#### [À faire]
Recopiez les lignes depuis celle qui contient « Query: yellow ground vehicle » jusqu'à la dernière ligne ci-dessous, les deux bornes comprises et les requêtes incluses. Multipliez par 2 uniquement les coordonnées des réponses, puis arrondissez-les à l'entier, les demis vers le haut.

-------- Les lignes

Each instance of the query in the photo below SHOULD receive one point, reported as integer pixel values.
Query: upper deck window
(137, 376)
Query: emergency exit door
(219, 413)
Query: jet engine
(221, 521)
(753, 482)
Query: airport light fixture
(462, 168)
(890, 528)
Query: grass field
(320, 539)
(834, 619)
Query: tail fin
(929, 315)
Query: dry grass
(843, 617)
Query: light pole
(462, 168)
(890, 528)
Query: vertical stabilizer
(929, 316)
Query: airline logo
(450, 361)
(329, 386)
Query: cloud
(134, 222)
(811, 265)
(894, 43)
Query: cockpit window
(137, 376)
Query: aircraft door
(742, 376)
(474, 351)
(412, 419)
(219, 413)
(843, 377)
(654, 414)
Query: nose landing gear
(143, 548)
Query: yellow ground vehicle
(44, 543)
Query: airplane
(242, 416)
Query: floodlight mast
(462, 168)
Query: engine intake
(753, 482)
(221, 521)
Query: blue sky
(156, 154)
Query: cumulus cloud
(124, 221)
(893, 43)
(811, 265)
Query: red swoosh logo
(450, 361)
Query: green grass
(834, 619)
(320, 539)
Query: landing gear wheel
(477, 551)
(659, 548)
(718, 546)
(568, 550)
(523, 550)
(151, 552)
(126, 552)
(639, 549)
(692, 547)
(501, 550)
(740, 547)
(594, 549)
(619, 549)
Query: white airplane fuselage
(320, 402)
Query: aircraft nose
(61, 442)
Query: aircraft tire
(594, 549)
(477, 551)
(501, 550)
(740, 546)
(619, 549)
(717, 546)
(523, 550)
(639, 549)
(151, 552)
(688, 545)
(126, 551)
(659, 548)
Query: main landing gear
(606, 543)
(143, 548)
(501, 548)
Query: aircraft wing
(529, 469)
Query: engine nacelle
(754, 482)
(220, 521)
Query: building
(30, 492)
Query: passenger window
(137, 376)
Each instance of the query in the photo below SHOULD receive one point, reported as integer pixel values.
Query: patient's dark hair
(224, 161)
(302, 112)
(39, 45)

----------------

#### [Réponse]
Query: yellow ground vehicle
(88, 1086)
Query: airplane
(484, 832)
Query: floodlight mast
(924, 336)
Query: engine intake
(1506, 964)
(442, 1042)
Query: blue sky
(312, 308)
Query: cumulus cloud
(248, 442)
(1786, 86)
(1622, 530)
Query: red swoosh logo
(900, 722)
Query: green grass
(1668, 1238)
(640, 1078)
Query: landing gear wheel
(954, 1102)
(1318, 1096)
(1436, 1092)
(1136, 1100)
(1046, 1100)
(302, 1104)
(252, 1104)
(1278, 1098)
(1384, 1094)
(1002, 1100)
(1480, 1094)
(1188, 1098)
(1238, 1098)
Query: white airplane fuselage
(640, 804)
Query: aircraft nose
(122, 884)
Query: aircraft tire
(1188, 1098)
(954, 1102)
(1002, 1100)
(1480, 1092)
(1238, 1098)
(1434, 1092)
(1046, 1100)
(1278, 1098)
(302, 1104)
(1376, 1090)
(252, 1102)
(1318, 1096)
Query: main landing gear
(1212, 1086)
(286, 1096)
(1002, 1096)
Query: aircraft wing
(1058, 938)
Query: engine nacelle
(1508, 964)
(440, 1042)
Query: building
(60, 984)
Query: passenger window
(274, 752)
Each instance of the query in the photo below SHOULD receive one point, reported as integer pixel values.
Query: patient's dark hair
(448, 322)
(604, 224)
(78, 90)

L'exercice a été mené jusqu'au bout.